Write every line of the material out exactly as shown.

start

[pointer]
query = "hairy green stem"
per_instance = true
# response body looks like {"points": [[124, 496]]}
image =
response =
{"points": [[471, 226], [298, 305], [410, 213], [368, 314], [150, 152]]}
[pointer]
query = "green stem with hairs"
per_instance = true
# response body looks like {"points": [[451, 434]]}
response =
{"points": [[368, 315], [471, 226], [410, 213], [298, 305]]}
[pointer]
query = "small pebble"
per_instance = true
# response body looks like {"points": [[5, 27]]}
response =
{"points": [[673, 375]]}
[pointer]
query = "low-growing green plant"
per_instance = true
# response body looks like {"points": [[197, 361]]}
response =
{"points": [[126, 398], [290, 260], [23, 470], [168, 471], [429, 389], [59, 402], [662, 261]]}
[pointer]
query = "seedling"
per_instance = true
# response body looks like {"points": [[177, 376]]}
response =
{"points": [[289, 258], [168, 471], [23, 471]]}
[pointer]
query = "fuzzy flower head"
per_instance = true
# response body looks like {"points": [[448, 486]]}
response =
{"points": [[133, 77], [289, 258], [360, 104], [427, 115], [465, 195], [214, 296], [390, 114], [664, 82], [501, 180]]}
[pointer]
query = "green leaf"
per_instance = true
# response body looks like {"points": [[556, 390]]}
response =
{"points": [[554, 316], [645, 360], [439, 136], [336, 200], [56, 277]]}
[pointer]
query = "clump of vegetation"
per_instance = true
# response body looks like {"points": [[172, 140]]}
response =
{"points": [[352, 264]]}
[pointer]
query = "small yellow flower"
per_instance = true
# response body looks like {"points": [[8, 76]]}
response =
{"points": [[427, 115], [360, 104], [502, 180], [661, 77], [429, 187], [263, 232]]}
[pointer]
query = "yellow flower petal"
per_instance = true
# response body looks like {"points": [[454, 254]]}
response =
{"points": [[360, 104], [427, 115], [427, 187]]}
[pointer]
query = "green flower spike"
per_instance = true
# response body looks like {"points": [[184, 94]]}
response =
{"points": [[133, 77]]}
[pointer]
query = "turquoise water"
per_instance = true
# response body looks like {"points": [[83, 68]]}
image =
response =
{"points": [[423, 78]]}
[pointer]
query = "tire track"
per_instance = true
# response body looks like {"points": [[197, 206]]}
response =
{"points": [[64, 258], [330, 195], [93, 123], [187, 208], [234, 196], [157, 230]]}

end

Task response:
[pointer]
query = "hairy green stem"
per_instance = true
# response body looks like {"points": [[124, 496]]}
image =
response =
{"points": [[471, 226], [298, 305], [410, 213], [368, 314], [150, 152]]}
[pointer]
query = "green stem with hairs"
per_instance = true
# response body looks like {"points": [[451, 434]]}
response =
{"points": [[368, 315], [471, 226], [410, 213], [298, 305]]}
[pointer]
query = "small pebble"
per_instance = true
# response body looks like {"points": [[5, 27]]}
response =
{"points": [[673, 375]]}
[pointer]
query = "low-growing green plant"
per_instance = true
# response body looks like {"points": [[197, 361]]}
response =
{"points": [[126, 398], [290, 260], [23, 470], [168, 471], [429, 389], [59, 402], [662, 261]]}
[pointer]
query = "seedling"
per_instance = true
# response body looks like {"points": [[177, 376]]}
response =
{"points": [[289, 258], [168, 471], [23, 471]]}
[pointer]
query = "fuzzy flower head"
per_instance = true
# response body looks like {"points": [[448, 486]]}
response =
{"points": [[133, 77], [289, 258], [360, 104], [427, 115], [465, 195], [214, 296], [390, 114], [664, 82], [501, 180]]}
[pointer]
query = "green leaf"
per_instance = true
# response body looks like {"points": [[556, 390]]}
response =
{"points": [[554, 316], [645, 360], [439, 136], [336, 200], [56, 277]]}
[pointer]
query = "clump of vegetation"
per_instance = true
# response body looks like {"points": [[172, 140]]}
response =
{"points": [[352, 264]]}
[pointer]
query = "small yellow flower"
per_instance = true
# response body looks like {"points": [[8, 76]]}
response =
{"points": [[427, 115], [360, 104], [502, 180], [661, 77], [429, 187], [263, 232]]}
[pointer]
query = "yellow flower petal"
per_instance = true
# response body looks like {"points": [[454, 254]]}
response =
{"points": [[360, 104], [427, 115], [427, 187]]}
[pointer]
query = "green flower spike"
per_instance = true
# response body looks like {"points": [[184, 94]]}
response =
{"points": [[133, 77]]}
[pointer]
query = "turquoise water"
per_instance = true
# response body looks like {"points": [[83, 68]]}
image =
response =
{"points": [[423, 78]]}
[pointer]
query = "tire track"
per_instance = true
# response body looks like {"points": [[197, 206]]}
response =
{"points": [[64, 258], [330, 195], [93, 123], [187, 208], [234, 196], [157, 230]]}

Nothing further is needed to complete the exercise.